(Entries from a point annotation set)

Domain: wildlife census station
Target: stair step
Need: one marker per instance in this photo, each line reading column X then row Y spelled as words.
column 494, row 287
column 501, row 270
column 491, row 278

* STATED PROBLEM
What is needed here is an exact reproduction of all the entries.

* RESPONSE FOR THIS EXERCISE
Domain: wildlife census station
Target: stair step
Need: one marker per instance in this photo, each line reading column X then row Y spelled as words.
column 494, row 287
column 501, row 270
column 491, row 278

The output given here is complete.